• **Required work**
All of the entries below should be returned verbatim, apart from the pictures.

Stored items:
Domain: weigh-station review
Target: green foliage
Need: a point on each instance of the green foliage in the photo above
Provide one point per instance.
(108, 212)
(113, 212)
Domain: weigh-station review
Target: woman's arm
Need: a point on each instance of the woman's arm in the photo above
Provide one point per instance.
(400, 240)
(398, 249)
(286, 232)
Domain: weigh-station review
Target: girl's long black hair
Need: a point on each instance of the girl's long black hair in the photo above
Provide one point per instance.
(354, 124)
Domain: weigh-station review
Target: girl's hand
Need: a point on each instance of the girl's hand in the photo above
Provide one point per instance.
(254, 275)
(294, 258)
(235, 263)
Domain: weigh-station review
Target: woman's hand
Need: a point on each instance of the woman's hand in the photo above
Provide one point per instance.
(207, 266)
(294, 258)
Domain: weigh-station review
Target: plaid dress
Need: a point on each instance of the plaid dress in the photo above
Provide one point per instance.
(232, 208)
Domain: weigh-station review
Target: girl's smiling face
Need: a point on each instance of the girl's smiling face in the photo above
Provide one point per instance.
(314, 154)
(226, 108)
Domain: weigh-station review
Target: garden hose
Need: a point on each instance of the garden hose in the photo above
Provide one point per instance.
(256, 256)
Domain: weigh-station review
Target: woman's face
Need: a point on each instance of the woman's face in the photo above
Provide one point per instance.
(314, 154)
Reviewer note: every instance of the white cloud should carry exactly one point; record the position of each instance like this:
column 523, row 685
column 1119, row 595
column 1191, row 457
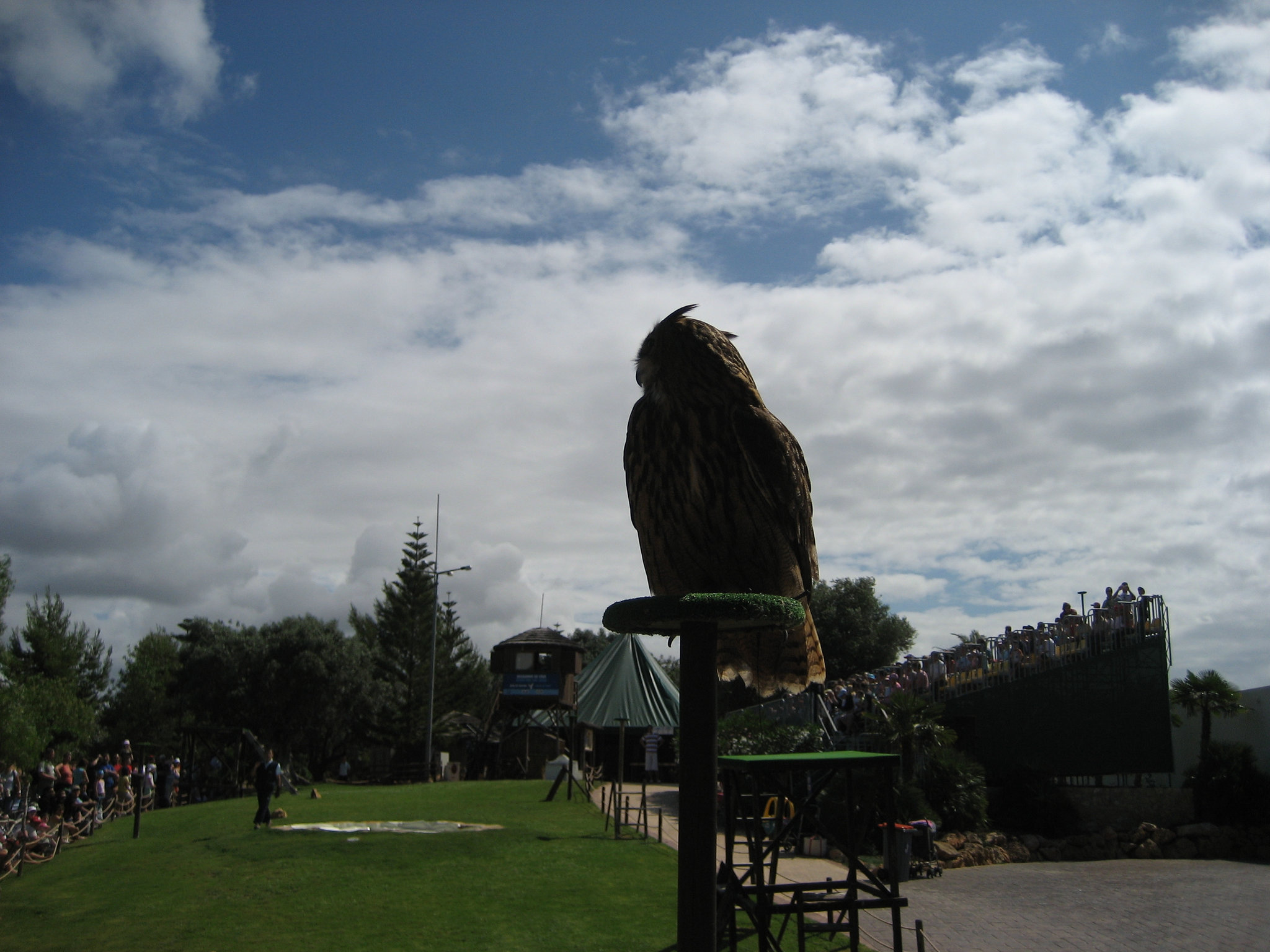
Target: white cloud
column 1048, row 375
column 75, row 54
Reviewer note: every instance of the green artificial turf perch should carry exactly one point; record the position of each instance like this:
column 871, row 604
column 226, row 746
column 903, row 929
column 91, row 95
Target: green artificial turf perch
column 730, row 611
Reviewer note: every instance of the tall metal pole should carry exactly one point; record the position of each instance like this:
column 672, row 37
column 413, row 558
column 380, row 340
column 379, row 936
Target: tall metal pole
column 432, row 664
column 698, row 777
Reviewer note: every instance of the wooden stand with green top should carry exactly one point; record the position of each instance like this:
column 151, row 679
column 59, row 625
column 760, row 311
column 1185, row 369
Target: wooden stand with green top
column 698, row 620
column 763, row 829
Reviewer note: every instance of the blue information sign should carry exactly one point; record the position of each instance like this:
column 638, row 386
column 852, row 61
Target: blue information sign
column 531, row 683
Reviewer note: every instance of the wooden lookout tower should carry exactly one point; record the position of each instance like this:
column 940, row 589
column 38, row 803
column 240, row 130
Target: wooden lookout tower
column 535, row 708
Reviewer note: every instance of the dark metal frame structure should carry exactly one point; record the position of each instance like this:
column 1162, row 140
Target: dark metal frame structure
column 1103, row 714
column 750, row 885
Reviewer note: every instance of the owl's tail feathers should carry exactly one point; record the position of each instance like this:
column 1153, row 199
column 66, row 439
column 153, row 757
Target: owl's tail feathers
column 773, row 659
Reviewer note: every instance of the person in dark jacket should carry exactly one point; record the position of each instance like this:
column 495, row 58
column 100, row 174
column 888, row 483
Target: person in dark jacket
column 269, row 782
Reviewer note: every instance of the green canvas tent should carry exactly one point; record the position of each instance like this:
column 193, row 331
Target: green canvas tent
column 626, row 682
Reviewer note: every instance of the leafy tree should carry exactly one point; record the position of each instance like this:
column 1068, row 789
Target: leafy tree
column 464, row 681
column 1228, row 786
column 141, row 705
column 315, row 692
column 40, row 714
column 592, row 643
column 52, row 648
column 748, row 733
column 858, row 632
column 54, row 673
column 953, row 785
column 911, row 725
column 398, row 633
column 1206, row 694
column 300, row 684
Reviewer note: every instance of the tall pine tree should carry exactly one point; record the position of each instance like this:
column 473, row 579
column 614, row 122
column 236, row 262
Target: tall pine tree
column 399, row 637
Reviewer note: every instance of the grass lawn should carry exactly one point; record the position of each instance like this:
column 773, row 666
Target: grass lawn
column 201, row 879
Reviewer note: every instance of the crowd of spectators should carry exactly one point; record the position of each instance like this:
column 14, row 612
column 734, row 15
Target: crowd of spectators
column 66, row 798
column 981, row 662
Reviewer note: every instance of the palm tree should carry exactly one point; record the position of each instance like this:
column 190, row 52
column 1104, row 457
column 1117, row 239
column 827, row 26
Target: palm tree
column 911, row 724
column 1206, row 694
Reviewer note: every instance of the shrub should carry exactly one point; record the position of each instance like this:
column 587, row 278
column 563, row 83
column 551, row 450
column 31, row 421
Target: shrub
column 748, row 733
column 953, row 783
column 1228, row 786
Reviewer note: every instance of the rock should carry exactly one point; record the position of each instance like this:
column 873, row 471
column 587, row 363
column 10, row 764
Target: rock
column 1197, row 829
column 1215, row 847
column 1078, row 853
column 1180, row 848
column 1148, row 850
column 1018, row 852
column 975, row 855
column 1143, row 832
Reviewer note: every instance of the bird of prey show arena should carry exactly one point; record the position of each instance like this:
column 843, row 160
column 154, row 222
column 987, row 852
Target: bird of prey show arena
column 636, row 478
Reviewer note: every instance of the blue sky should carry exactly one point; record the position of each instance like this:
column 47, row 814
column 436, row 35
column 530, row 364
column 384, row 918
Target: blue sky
column 272, row 276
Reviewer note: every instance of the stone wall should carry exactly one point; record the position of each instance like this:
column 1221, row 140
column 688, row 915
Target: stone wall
column 1124, row 808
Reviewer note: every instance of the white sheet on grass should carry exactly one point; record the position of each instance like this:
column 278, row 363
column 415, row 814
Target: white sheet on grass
column 393, row 827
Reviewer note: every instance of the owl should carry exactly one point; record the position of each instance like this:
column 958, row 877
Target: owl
column 721, row 495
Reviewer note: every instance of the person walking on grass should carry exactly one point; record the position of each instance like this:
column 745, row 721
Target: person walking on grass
column 269, row 782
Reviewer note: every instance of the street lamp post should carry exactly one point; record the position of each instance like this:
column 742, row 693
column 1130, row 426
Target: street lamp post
column 436, row 602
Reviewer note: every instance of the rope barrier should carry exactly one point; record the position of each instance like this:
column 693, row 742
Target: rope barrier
column 66, row 832
column 907, row 928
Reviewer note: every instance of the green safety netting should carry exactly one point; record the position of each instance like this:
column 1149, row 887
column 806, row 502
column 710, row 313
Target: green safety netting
column 628, row 682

• **Reply to the task**
Domain: weigh-station review
Target: green foliage
Need: a point on each instance of the green foliage in the photo above
Provide one point per instance.
(108, 212)
(113, 212)
Domain: weigh-station review
Target: woman's arm
Need: a point on each instance of the woman's arm in the photo above
Provide one point per instance.
(400, 240)
(398, 249)
(286, 232)
Domain: weigh-station review
Target: girl's long black hair
Need: a point on each instance of the girl's long black hair in the photo above
Provide one point per instance.
(354, 124)
Domain: weigh-station review
Target: girl's hand
Need: a point on each instance of the girl's hand in the photo above
Provide one point per instance.
(254, 275)
(294, 258)
(235, 263)
Domain: weigh-station review
Target: woman's hand
Need: a point on each instance of the woman's hand in the photo above
Provide one point per instance.
(207, 266)
(294, 258)
Domain: weigh-station review
Target: plaid dress
Need: a point on each instance of the plaid dress in the photo above
Provide one point per instance.
(232, 208)
Domain: weigh-station review
Target: girl's smiling face
Need: a point on each instance of the girl's smiling face in the photo above
Provide one point per instance.
(314, 154)
(226, 108)
Domain: weigh-station review
Target: garden hose
Need: a point on each instance of the garden hose in the photo above
Provide one point per instance.
(256, 256)
Domain: weigh-station review
Target: woman's face
Need: a point on each instance of the woman's face in the photo above
Provide one point per instance.
(314, 154)
Reviewer note: every instance of the white cloud should carry exactly one point; record the position of each instance like this:
column 523, row 685
column 1119, row 595
column 1191, row 457
Target: white cloud
column 1048, row 375
column 75, row 54
Reviewer note: every instance of the green artificial turf perch should carry exactly one point; record the position of each instance like this:
column 871, row 604
column 226, row 746
column 903, row 929
column 91, row 95
Target: green artificial turf perch
column 730, row 611
Reviewer note: every instance of the tall metal pole should carry exactly one point; record the position of each instance like this:
column 672, row 37
column 413, row 558
column 380, row 340
column 379, row 936
Target: tall metal pole
column 432, row 664
column 698, row 777
Reviewer note: every instance of the wooden stand with green top should carry exactly one point; record the position of each instance like this:
column 151, row 679
column 59, row 625
column 760, row 311
column 1185, row 369
Target: wooden stand with green top
column 698, row 620
column 763, row 829
Reviewer note: every instance of the blue information sign should carry exactly one point; record the position of each instance like this:
column 638, row 386
column 852, row 61
Target: blue information sign
column 531, row 683
Reviewer note: every instance of the wooden lookout tower should carry exactly one point; record the position of each instance like this:
column 940, row 589
column 38, row 803
column 240, row 130
Target: wooden lookout tower
column 535, row 708
Reviewer note: every instance of the dark metal frame structure should carry exactly one point; record the position of each instance like this:
column 1162, row 140
Target: dark metal frame structure
column 1103, row 714
column 750, row 885
Reviewer note: every instance of the owl's tail feathers should carry exactly one point; record the position of each instance like this:
column 1153, row 199
column 66, row 439
column 153, row 757
Target: owl's tail feathers
column 773, row 659
Reviewer note: every instance of the person in dark jacket should carry exactly one point; record the position of each instance like this:
column 495, row 58
column 100, row 174
column 888, row 483
Target: person in dark jacket
column 269, row 782
Reviewer note: every instance of the green canvas tent should carry exactly one point; record the position of each instance like this:
column 193, row 331
Target: green canvas tent
column 626, row 682
Reviewer note: every instance of the leafy tree should carry exactly one point; record the position of each instance like this:
column 1068, row 789
Target: leafy tree
column 464, row 681
column 1228, row 786
column 141, row 705
column 315, row 692
column 40, row 714
column 592, row 643
column 52, row 648
column 748, row 733
column 858, row 632
column 54, row 673
column 953, row 785
column 911, row 725
column 398, row 633
column 1206, row 694
column 300, row 684
Reviewer note: every instance of the tall pine tree should carry exactly one point; record the position of each instance like this:
column 473, row 579
column 614, row 122
column 236, row 262
Target: tall pine tree
column 399, row 637
Reviewer note: every instance of the grass lawn should carry exactly one point; record the position of each instance like this:
column 773, row 666
Target: grass lawn
column 201, row 879
Reviewer note: every instance of the crowd of spectators should carry exactly one point; record the position of each instance like this:
column 14, row 612
column 734, row 15
Target: crowd of spectators
column 66, row 798
column 981, row 662
Reviewer note: every instance of the palm tree should carry exactly one point; record the position of each instance like this:
column 190, row 52
column 1104, row 457
column 1117, row 239
column 827, row 26
Target: palm tree
column 911, row 724
column 1206, row 694
Reviewer note: every instance of the shrub should carry exactly one point; record the position of each instance like this:
column 587, row 278
column 563, row 83
column 551, row 450
column 31, row 421
Target: shrub
column 748, row 733
column 953, row 783
column 1228, row 786
Reviewer note: every instance of the rock should carry exactly one point; record the position of each instance like this:
column 873, row 471
column 587, row 363
column 10, row 764
Target: rock
column 1197, row 829
column 1215, row 847
column 1078, row 853
column 1180, row 848
column 1148, row 850
column 1018, row 852
column 975, row 855
column 1143, row 832
Reviewer note: every instance of the bird of prey show arena should carry exactly one point; record the position of each instance like this:
column 843, row 160
column 154, row 222
column 987, row 852
Target: bird of prey show arena
column 636, row 478
Reviewer note: every instance of the blue sky should carry exactly one point; record the position of each instance like this:
column 47, row 814
column 436, row 35
column 530, row 364
column 384, row 918
Target: blue sky
column 272, row 276
Reviewer note: every instance of the stone wall should carry exactly one point; record the position of each instance like this:
column 1221, row 140
column 688, row 915
Target: stone wall
column 1124, row 808
Reviewer note: every instance of the white sheet on grass should carry exactly one point; record the position of each instance like this:
column 278, row 363
column 415, row 814
Target: white sheet on grass
column 393, row 827
Reviewer note: every instance of the owl should carry exactly one point; record the position of each instance like this:
column 958, row 877
Target: owl
column 721, row 495
Reviewer note: every instance of the person walking on grass should carry exactly one point; record the position of each instance like this:
column 745, row 721
Target: person walking on grass
column 269, row 782
Reviewer note: every instance of the street lamp post should carry exactly one point; record the position of each instance like this:
column 742, row 693
column 1130, row 426
Target: street lamp post
column 436, row 602
Reviewer note: every instance of the rope barrier should carry exactly one point; record the position of each instance like this:
column 693, row 742
Target: rope barrier
column 66, row 832
column 907, row 928
Reviewer note: every instance of the green safety netting should carry exactly one point; record the position of each instance like this:
column 1149, row 887
column 806, row 502
column 710, row 313
Target: green safety netting
column 628, row 682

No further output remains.